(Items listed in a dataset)

↓↓↓

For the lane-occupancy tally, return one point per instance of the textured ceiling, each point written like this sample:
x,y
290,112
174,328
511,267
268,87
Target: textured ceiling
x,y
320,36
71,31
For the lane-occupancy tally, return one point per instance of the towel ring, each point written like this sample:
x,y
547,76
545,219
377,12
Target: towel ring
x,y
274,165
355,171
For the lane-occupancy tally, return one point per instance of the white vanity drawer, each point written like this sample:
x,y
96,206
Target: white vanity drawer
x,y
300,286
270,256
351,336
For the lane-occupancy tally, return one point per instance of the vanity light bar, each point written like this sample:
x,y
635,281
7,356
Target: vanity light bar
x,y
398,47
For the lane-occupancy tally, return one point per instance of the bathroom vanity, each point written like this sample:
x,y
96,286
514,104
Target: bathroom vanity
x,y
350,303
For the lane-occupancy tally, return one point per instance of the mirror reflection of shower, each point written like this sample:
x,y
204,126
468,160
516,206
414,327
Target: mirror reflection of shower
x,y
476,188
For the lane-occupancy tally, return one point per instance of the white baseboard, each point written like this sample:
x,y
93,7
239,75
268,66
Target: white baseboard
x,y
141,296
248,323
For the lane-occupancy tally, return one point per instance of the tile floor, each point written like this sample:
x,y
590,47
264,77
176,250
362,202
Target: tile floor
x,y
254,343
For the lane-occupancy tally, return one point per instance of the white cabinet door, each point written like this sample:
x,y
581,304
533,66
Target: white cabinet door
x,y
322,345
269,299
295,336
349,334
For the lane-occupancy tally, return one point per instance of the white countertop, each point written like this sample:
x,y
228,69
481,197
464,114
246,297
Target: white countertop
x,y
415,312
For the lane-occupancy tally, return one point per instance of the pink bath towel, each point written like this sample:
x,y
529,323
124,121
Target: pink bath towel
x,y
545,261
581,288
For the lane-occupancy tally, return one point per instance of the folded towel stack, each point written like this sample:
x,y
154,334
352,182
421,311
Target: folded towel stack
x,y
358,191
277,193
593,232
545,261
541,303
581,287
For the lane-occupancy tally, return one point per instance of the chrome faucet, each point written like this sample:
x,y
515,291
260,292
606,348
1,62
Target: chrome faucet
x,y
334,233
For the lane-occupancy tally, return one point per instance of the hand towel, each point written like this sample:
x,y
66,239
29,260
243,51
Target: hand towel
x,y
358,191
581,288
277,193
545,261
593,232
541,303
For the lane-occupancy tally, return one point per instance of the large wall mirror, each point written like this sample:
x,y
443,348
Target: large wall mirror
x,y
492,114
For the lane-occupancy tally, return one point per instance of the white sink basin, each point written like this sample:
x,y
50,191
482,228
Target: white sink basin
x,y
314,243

↑↑↑

- WHAT THE EXERCISE ASKS
Rescale the entries from the line containing "white countertop, each" through the end of the entries, inclusive, rewriting every line with the requests included and multiplying each answer coordinate by 1.5, rounded to whole numbers with halves rounded up. Leave the sample points in the requests unchanged.

- COMPLETED TASK
For the lane-occupancy tally, return one point per instance of the white countertop, each point written like this sample:
x,y
228,69
481,197
464,114
246,297
Target: white countertop
x,y
623,468
For the lane-occupancy tally, return one point per instance of the pink bath towel, each point written like this sample:
x,y
529,323
124,121
Target: pink bath towel
x,y
818,392
872,432
For the lane-occupancy tally, return one point per instance of the folded towel stack, each point written like this sample:
x,y
154,334
352,182
421,311
Target: folded towel stack
x,y
537,287
416,290
890,348
818,392
812,455
872,431
For the lane-occupancy tally, return one point per instance of the chrome faucet, each point written like this sample:
x,y
515,291
260,292
606,348
1,62
Target: chrome faucet
x,y
501,350
For the lane-occupancy tally, return one point per instance of the hand towel, each point written like this sample:
x,y
66,239
29,260
243,51
Target: hand towel
x,y
537,287
872,432
416,290
818,392
890,348
812,455
For the lane-occupancy tally, return one point per instance of the large wall mirror, each point written like this sample:
x,y
443,348
Target: large wall mirror
x,y
738,171
For the lane-occupancy tally, return one point per instance of the white sink basin, each point written like this sample:
x,y
50,191
482,228
Target: white sink basin
x,y
471,365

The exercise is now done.